*Stated problem*.
Reproduce the lines from the one holding "trace the outline of every instance of the auction" through the end of the records, inclusive, requests included, and offset every number in the SVG answers, both the viewBox values and the path coordinates, by adding -93. Leave the pictures out.
— start —
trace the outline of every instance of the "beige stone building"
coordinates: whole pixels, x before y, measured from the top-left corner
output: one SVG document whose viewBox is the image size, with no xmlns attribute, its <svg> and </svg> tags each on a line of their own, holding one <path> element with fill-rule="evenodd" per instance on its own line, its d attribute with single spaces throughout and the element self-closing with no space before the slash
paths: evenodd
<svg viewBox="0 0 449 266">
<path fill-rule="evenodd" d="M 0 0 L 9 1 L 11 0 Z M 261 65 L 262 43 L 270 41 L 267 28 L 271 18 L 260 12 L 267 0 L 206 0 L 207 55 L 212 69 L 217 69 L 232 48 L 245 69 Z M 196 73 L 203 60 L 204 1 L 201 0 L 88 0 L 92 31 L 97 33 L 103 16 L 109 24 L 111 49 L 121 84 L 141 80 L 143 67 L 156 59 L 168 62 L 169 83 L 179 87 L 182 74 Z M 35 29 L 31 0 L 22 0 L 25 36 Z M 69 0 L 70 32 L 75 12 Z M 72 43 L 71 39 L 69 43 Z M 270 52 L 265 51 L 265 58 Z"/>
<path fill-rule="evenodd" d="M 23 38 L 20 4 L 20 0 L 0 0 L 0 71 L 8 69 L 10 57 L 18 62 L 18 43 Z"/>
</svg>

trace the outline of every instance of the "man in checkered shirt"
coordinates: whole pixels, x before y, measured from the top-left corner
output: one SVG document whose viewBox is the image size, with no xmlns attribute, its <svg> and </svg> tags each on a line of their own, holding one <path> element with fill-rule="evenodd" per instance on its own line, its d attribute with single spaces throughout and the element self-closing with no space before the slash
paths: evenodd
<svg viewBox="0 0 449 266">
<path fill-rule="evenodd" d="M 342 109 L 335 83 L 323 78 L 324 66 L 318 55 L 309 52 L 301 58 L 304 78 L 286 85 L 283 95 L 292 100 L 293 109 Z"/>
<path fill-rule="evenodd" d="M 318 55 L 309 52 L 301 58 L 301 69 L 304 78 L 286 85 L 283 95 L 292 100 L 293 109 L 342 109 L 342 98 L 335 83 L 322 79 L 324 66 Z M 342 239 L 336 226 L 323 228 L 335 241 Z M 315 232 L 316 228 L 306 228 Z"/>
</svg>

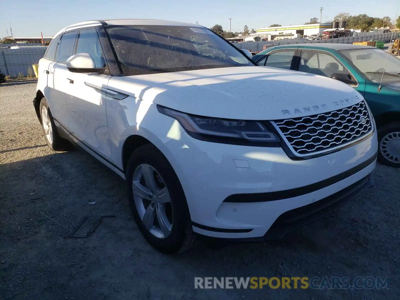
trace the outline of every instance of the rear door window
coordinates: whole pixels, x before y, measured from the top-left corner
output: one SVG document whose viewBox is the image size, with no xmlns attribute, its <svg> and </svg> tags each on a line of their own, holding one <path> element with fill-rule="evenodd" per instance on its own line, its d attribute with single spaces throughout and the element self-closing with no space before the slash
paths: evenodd
<svg viewBox="0 0 400 300">
<path fill-rule="evenodd" d="M 333 56 L 314 50 L 302 51 L 298 70 L 327 77 L 334 73 L 346 72 L 343 65 Z"/>
<path fill-rule="evenodd" d="M 75 30 L 62 35 L 57 48 L 56 60 L 60 62 L 65 62 L 70 56 L 73 55 L 77 32 Z"/>
<path fill-rule="evenodd" d="M 267 58 L 265 66 L 290 70 L 296 50 L 296 49 L 294 49 L 274 51 Z"/>
<path fill-rule="evenodd" d="M 61 35 L 60 34 L 52 40 L 44 54 L 45 58 L 54 60 L 54 57 L 56 56 L 56 50 L 57 50 L 57 45 L 58 44 L 61 36 Z"/>
</svg>

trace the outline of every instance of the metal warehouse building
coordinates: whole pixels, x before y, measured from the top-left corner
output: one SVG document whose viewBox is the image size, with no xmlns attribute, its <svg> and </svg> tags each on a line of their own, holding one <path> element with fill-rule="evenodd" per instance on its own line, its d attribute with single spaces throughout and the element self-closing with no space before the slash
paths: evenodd
<svg viewBox="0 0 400 300">
<path fill-rule="evenodd" d="M 330 23 L 322 23 L 277 27 L 262 27 L 257 28 L 256 32 L 257 35 L 268 38 L 270 40 L 274 40 L 276 37 L 294 38 L 304 35 L 308 36 L 322 34 L 324 30 L 331 28 L 331 25 Z"/>
</svg>

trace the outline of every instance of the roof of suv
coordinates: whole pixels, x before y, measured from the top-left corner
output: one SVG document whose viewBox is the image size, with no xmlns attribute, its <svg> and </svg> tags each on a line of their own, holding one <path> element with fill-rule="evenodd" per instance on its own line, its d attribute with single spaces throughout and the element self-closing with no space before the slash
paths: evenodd
<svg viewBox="0 0 400 300">
<path fill-rule="evenodd" d="M 183 22 L 177 22 L 175 21 L 153 19 L 115 19 L 103 20 L 103 22 L 109 25 L 164 25 L 165 26 L 191 26 L 195 27 L 204 27 L 201 25 L 192 24 L 190 23 L 184 23 Z"/>
<path fill-rule="evenodd" d="M 192 24 L 190 23 L 184 23 L 183 22 L 177 22 L 175 21 L 153 19 L 114 19 L 112 20 L 93 20 L 80 22 L 67 26 L 56 34 L 54 37 L 66 30 L 90 26 L 99 26 L 104 23 L 109 25 L 163 25 L 164 26 L 190 26 L 192 27 L 204 28 L 204 26 L 197 24 Z"/>
<path fill-rule="evenodd" d="M 304 46 L 309 47 L 310 48 L 330 48 L 335 50 L 350 50 L 354 49 L 376 49 L 371 46 L 363 46 L 362 45 L 352 45 L 349 44 L 331 44 L 330 43 L 318 43 L 318 44 L 292 44 L 291 45 L 281 45 L 280 46 L 276 46 L 276 48 L 278 47 L 288 47 L 290 46 L 294 47 L 299 46 Z M 272 48 L 272 47 L 271 47 Z M 268 48 L 270 49 L 271 48 Z"/>
</svg>

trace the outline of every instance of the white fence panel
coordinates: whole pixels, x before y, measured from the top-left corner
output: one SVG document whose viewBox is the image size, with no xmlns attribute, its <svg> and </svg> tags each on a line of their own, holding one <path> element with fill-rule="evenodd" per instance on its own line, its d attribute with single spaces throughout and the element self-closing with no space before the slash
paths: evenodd
<svg viewBox="0 0 400 300">
<path fill-rule="evenodd" d="M 44 47 L 0 49 L 0 69 L 12 77 L 18 76 L 19 73 L 26 76 L 28 69 L 32 69 L 32 64 L 39 62 L 46 50 Z"/>
</svg>

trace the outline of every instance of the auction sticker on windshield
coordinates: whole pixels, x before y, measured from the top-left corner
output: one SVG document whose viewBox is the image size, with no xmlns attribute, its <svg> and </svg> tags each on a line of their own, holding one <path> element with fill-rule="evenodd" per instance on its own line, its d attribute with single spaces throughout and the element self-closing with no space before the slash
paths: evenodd
<svg viewBox="0 0 400 300">
<path fill-rule="evenodd" d="M 212 32 L 210 30 L 208 30 L 207 29 L 202 29 L 201 28 L 190 28 L 192 31 L 194 31 L 195 32 L 198 32 L 198 33 L 206 33 L 208 34 L 212 34 Z"/>
</svg>

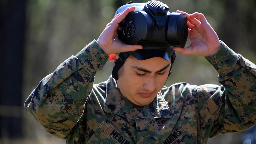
— end —
*Complete output*.
trace the outline of every instance of the auction sticker on windshield
coordinates: whole pixels, x before y, measured from the top-left corner
output: one SVG document whose viewBox is the image size, with no xmlns attribute, its <svg> and </svg> tags each on a line of their own, holding one <path> element with fill-rule="evenodd" per instance on its own line, its d attribute with single spaces throughout and the element self-closing with no space before the slash
paths: evenodd
<svg viewBox="-93 -93 307 207">
<path fill-rule="evenodd" d="M 119 -61 L 117 -63 L 115 -63 L 114 -64 L 109 -64 L 108 -65 L 97 -65 L 99 -62 L 101 -62 L 102 -61 L 105 -61 L 105 -60 L 113 -60 L 115 -59 L 119 -59 Z"/>
</svg>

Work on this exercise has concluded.